▶ **PASSAGE**
::::
Lidiane Carmo, 14, moved to the United States from Brazil with her family 12 years ago. They were all undocumented.

Jose Carmo Jr., 43, a pastor at Igreja Internacional da Restauracao or the International Church of the Restoration here; his wife, Adriana, 39; and their oldest daughter, Leticia, 17, all of Kennesaw, Ga., died early Sunday in what became a string of collisions along Interstate 75 in a dense fog mixed with smoke from a marsh fire. Carmo's brother, Edsom, 38, and his girlfriend, Rose DeSilva, 41, also died.

Authorities discovered Wednesday that 11 people died, one more than previously believed. A truck was so badly crushed and burned that it took investigators more than two days to find a third body inside.

There are eighteen survivors of the pileup.

Lidiane remains in a Gainesville hospital with serious injuries. She was told Tuesday that her immediate family had died.

"I hope that she lives here with us," said Marcia Silvia, one of the crash survivors and a member of the church. "The church is her family now. I hope that she stays here."
::::
(Descriptions of regions in natural language)

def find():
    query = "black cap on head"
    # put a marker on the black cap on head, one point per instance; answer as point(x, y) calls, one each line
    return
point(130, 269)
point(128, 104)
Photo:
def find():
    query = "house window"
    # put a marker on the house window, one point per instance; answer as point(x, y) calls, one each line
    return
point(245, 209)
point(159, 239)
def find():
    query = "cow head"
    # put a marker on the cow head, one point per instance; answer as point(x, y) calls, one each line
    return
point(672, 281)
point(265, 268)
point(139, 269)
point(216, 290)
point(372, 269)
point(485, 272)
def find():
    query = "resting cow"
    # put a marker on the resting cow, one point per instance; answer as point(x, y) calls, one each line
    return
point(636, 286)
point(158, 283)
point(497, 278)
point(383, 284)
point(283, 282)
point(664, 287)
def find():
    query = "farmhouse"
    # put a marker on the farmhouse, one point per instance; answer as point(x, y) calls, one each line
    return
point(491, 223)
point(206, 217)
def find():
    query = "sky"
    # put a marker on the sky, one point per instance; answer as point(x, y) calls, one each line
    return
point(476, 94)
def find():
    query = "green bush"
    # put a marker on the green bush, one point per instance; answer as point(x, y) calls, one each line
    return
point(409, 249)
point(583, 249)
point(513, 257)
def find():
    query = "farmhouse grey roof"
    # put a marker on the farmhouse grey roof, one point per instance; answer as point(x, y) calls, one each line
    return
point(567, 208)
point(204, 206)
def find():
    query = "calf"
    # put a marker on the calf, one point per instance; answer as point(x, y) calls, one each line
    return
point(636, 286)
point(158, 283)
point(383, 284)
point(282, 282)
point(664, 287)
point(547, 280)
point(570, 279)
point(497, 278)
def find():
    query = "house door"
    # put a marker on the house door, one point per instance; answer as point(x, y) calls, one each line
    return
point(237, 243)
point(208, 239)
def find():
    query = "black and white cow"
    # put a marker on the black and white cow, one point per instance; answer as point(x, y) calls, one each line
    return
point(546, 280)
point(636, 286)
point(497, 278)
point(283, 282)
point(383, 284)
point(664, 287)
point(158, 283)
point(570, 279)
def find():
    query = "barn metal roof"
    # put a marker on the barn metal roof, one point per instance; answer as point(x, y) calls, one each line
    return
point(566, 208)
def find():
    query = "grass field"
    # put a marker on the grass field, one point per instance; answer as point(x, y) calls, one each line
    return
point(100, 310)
::::
▶ **STUDY QUESTIONS**
1. Using the passage about the Interstate 75 crash, decide whether each statement agrees with it: (a) Lidiane Carmo came to the United States from Brazil twelve years ago; (b) authorities now put the death toll at ten; (c) Marcia Silvia belongs to the church. Answer yes or no for each, quoting the words of the text that decide it.
2. Continue the passage about the Interstate 75 crash, starting after its final sentence.

▶ **RESPONSES PER TASK**
1.
(a) Yes: "Lidiane Carmo, 14, moved to the United States from Brazil with her family 12 years ago."
(b) No: "Authorities discovered Wednesday that 11 people died, one more than previously believed."
(c) Yes: "one of the crash survivors and a member of the church."

2.
They all were heading home from a conference in Orlando at about 3:45 a.m. Sunday when the mixture of fog and smoke enveloped traffic. At least a dozen cars, six tractor-trailers and a motor home collided.

"She doesn't know Brazil. She barely knows Portuguese," the church's senior pastor, Arao Amazonas, said about Lidiane to CNN on Wednesday. "She speaks English like an American." She is a freshman at Sprayberry High School here; her sister was a junior.

At a church meeting Tuesday night, Brazil's deputy consul general in Atlanta, Ana Rodrigues, offered the government's condolences but could not promise help or hope.

"Immigration issues are a matter of the American government," Rodrigues said.

And she was not able to say whether the Brazilian government would be able to consider the congregation's request for financial help to fly the bodies back here for the funerals and to Brazil for the burials.

"I would like for them to come and really feel our pain and (help us) take action," said Weberson Barbosa, who was driving a second van from the church.

The National Transportation Safety Board is investigating the incident and Florida Gov. Rick Scott has asked the state's Department of Law Enforcement to look into allegations that the marsh fire was intentionally set.